Source: CD Published: 2024-01-04

The $1.5 trillion annual military expenditure is a scam that disproportionately benefits the military-industrial complex and the Washington insiders, simultaneously jeopardizing both America and the world, said Jeffrey D.Sachs, director of the Center for Sustainable Development at Columbia University, in an opinion piece published by Common Dreams , a reader-supported independent news media, on Dec 26.

Sachs sheds light on the intricate web of power dominating US foreign policy, asserting that a select, clandestine group, comprised of influential figures from the White House, CIA, State Department, Pentagon, Armed Services Committee of the House and Senate, and major military corporations, manipulates policy decisions with little regard for public interest.

According to Sachs, these key decision-makers oversee the extensive network of 800 US overseas military bases, manage hundreds of billions of dollars of military contracts, and dictate the course of war operations—a scenario wherein conflict becomes a lucrative business endeavor.

* * * * * * * * *

* Set exercise 1
Set down word for word the passage from the military spending excerpt, beginning at the words "Sachs sheds light" and stopping after "for public interest.".
* Set exercise 2
Answer these questions from the military spending excerpt:
(a) Of which center at Columbia University is Jeffrey D. Sachs the director?
(b) How many US overseas military bases are the key decision-makers said to oversee?
(c) On what date was the opinion piece published by Common Dreams?
The rows come from a separate, unrelated source.

* * * * * * * * *

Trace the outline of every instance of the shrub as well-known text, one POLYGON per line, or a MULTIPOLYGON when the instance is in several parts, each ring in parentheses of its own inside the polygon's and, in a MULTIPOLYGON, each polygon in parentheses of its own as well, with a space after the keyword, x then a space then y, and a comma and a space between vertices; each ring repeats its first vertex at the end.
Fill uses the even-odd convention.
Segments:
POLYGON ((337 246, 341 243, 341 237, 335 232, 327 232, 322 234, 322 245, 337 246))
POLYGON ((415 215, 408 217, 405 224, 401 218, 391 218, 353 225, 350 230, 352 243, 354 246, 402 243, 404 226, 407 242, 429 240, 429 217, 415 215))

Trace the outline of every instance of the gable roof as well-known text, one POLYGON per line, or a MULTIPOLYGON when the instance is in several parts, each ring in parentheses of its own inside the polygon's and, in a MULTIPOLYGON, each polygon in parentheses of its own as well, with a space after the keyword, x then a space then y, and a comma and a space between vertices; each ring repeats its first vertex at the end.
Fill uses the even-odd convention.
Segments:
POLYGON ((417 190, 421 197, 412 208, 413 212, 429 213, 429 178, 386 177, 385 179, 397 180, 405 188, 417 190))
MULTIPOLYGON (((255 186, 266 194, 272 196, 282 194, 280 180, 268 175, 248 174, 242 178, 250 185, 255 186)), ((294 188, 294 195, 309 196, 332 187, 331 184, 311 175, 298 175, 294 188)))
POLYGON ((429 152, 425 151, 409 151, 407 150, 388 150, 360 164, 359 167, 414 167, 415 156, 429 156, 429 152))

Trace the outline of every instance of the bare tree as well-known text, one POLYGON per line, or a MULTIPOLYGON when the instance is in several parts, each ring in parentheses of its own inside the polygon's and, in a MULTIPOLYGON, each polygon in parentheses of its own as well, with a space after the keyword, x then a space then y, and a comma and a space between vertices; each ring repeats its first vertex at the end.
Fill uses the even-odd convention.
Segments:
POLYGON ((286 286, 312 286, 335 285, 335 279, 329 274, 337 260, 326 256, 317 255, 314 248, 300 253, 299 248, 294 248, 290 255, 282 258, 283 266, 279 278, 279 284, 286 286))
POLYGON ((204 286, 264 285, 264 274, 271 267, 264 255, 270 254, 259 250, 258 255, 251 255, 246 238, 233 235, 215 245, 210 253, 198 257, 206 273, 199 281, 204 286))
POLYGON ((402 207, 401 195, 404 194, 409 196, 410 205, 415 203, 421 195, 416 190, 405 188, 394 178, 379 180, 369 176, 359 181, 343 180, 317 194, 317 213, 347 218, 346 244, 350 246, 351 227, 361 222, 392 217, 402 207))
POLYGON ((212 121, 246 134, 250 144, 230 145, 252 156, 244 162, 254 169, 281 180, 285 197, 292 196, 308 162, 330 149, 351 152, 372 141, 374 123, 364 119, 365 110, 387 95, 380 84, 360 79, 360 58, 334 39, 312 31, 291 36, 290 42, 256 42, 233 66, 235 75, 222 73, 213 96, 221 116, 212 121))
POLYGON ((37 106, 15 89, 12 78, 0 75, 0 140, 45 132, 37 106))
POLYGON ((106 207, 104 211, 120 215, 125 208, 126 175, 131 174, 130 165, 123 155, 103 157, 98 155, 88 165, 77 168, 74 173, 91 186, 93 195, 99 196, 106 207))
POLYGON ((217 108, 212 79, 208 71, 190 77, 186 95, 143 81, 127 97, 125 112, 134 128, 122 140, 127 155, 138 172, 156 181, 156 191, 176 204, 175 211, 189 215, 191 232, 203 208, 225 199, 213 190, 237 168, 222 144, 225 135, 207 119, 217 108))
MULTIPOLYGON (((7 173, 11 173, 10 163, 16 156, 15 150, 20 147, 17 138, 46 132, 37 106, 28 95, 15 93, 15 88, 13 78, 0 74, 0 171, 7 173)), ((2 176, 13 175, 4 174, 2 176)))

* * * * * * * * *

* Correct result 1
Sachs sheds light on the intricate web of power dominating US foreign policy, asserting that a select, clandestine group, comprised of influential figures from the White House, CIA, State Department, Pentagon, Armed Services Committee of the House and Senate, and major military corporations, manipulates policy decisions with little regard for public interest.

* Correct result 2
(a) The Center for Sustainable Development.
(b) 800.
(c) Dec 26.